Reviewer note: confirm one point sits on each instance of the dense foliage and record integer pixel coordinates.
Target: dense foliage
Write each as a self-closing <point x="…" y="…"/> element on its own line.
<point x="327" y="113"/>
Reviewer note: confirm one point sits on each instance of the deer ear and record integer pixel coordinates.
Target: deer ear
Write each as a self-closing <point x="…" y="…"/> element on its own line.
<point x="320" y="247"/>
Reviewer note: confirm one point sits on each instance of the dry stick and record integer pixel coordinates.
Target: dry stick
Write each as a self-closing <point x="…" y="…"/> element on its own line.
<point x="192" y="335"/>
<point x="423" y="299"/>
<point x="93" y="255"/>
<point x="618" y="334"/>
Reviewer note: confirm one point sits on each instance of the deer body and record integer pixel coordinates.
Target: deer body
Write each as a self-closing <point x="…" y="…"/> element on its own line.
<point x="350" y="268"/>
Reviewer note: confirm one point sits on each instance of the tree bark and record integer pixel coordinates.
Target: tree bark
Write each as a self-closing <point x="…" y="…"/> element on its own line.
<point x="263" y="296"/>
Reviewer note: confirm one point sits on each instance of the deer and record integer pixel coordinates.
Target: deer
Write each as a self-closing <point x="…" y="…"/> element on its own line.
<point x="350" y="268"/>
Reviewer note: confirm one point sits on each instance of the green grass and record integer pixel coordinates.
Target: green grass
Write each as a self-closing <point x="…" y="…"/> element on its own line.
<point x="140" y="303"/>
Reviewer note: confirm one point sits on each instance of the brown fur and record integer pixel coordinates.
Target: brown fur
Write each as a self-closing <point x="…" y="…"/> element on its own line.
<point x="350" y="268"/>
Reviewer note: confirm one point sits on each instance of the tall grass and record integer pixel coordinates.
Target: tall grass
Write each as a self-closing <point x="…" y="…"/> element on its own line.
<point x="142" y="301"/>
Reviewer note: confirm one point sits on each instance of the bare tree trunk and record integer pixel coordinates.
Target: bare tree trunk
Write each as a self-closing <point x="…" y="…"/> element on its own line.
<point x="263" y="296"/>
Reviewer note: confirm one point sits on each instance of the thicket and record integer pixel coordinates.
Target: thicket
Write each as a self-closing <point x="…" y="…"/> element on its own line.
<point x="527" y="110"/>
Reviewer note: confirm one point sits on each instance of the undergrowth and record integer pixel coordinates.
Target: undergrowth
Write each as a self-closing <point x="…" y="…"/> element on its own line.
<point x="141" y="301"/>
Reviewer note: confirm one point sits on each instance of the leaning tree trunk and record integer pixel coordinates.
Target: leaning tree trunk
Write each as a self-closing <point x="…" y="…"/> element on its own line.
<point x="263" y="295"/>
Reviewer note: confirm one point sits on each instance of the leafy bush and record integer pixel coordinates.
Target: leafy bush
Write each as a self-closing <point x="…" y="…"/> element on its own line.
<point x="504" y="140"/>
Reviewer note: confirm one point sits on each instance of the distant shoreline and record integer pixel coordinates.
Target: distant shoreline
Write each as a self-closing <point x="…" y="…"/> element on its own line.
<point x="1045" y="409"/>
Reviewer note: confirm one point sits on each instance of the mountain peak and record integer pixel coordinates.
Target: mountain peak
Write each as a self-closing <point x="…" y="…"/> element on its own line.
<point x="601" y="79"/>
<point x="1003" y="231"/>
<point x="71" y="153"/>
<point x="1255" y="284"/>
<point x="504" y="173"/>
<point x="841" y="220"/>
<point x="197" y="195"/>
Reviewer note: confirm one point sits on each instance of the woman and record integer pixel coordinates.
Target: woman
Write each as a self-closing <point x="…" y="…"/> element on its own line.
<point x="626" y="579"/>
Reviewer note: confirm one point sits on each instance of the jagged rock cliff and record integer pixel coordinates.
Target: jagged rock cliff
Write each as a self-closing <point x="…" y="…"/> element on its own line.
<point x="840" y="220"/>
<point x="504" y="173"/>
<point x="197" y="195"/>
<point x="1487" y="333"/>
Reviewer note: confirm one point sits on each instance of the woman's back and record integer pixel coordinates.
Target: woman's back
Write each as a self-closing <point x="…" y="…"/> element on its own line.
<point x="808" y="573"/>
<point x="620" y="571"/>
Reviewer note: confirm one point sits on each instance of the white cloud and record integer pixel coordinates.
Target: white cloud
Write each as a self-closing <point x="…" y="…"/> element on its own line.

########################################

*TASK INSTRUCTIONS*: Only the lines from the one that contains "bush and record integer pixel coordinates." through the last line should be repeated, each exactly as it stands, with both ends included.

*FINISHED ANSWER*:
Reviewer note: confirm one point sits on each instance of the leafy bush and record integer pixel coordinates.
Target: leafy bush
Write each as a self-closing <point x="…" y="…"/> element on its own line.
<point x="504" y="140"/>
Reviewer note: confirm one point sits on each instance of the distant shoreline and record integer pixel coordinates.
Target: distant shoreline
Write each as a self-closing <point x="…" y="…"/> element on its own line.
<point x="1045" y="409"/>
Reviewer note: confirm one point sits on each instance of the mountain peak and record integer pixel coordinates.
Target: mountain peak
Write each as a self-closing <point x="…" y="…"/> element on its own line.
<point x="601" y="79"/>
<point x="1003" y="231"/>
<point x="71" y="153"/>
<point x="1255" y="284"/>
<point x="504" y="173"/>
<point x="841" y="220"/>
<point x="197" y="195"/>
Reviewer note: confirm one point sits on each instance of the woman and record integer pixel coordinates.
Target: woman
Write each as a self-closing <point x="…" y="…"/> element on its own line.
<point x="626" y="579"/>
Reviewer note: confirm one point sits on each instance of the jagged rock cliff and record integer pixel coordinates.
Target: jagged rock cliff
Write each as a self-closing <point x="…" y="…"/> element on its own line.
<point x="840" y="220"/>
<point x="504" y="173"/>
<point x="197" y="195"/>
<point x="1487" y="333"/>
Reviewer note: confirm one point sits on each instance of the woman's back and record integer pixel coordinates.
Target: woman's back
Write each as a self-closing <point x="…" y="…"/> element on its own line.
<point x="808" y="573"/>
<point x="620" y="571"/>
Reviewer note: confirm one point sits on each instance of the white cloud and record integer pixel coordinates.
Target: white cloud
Write each as a self-closing <point x="…" y="…"/> element on its own line.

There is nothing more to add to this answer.